— Provided information —
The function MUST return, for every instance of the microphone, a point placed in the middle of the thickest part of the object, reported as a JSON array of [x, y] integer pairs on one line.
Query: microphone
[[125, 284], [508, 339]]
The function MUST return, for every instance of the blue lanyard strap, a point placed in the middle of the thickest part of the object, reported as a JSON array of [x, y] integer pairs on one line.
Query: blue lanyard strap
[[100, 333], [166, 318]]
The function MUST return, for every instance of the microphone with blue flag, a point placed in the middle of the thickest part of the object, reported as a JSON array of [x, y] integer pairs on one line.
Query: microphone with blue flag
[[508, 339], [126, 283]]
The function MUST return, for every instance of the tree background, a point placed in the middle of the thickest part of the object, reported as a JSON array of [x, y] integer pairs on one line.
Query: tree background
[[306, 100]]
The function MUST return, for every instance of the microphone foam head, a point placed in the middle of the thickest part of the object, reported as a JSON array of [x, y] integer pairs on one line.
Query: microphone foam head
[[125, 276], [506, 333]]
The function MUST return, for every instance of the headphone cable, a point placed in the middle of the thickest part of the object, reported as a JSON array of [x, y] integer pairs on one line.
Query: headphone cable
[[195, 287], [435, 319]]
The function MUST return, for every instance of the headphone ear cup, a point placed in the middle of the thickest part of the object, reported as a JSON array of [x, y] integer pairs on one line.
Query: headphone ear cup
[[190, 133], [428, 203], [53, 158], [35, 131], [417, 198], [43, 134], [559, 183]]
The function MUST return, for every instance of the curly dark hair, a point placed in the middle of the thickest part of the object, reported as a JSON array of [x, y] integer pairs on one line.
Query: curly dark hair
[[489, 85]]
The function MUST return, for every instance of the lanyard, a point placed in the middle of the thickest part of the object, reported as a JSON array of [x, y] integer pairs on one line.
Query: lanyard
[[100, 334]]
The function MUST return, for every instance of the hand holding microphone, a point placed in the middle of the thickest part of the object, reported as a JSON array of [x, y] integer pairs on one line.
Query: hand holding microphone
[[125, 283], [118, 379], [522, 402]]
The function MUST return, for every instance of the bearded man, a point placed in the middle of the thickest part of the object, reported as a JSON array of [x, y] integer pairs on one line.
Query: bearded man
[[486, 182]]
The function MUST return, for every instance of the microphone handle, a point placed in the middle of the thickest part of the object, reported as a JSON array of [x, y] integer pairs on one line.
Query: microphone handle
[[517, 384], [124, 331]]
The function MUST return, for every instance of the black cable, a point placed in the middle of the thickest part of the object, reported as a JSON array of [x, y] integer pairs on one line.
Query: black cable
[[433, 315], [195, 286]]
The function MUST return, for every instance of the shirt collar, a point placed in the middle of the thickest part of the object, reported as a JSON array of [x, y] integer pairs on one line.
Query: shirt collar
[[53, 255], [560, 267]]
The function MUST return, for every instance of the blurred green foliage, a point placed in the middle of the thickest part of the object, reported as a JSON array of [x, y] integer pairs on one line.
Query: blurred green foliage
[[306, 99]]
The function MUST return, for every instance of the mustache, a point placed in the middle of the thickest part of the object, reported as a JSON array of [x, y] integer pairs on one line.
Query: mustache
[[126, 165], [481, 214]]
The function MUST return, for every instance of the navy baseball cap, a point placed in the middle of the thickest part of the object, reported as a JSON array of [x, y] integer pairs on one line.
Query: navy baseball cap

— What you have to do —
All that belongs in the answer is the run of lines above from the line containing "microphone handle, a" through the line containing "The function MUST return, for every instance of the shirt", exactly as written.

— Task result —
The function MUST return, for every instance of the microphone handle, a point placed in the middle of the thickest part of the object, reported as a JSON array of [x, y] integer pairs on one line.
Query: microphone handle
[[517, 384], [124, 331]]
The function MUST return, for every instance of the black cable, a point placed in the middle of the thickest part of the object, reported as a JSON array of [x, y] integer pairs on one line.
Query: black cable
[[433, 315], [195, 286]]
The function MUST return, for every instance of the shirt collar, a point placed in the middle of the thickest part of the object, reported as a JSON array of [x, y] integer pairs on one line.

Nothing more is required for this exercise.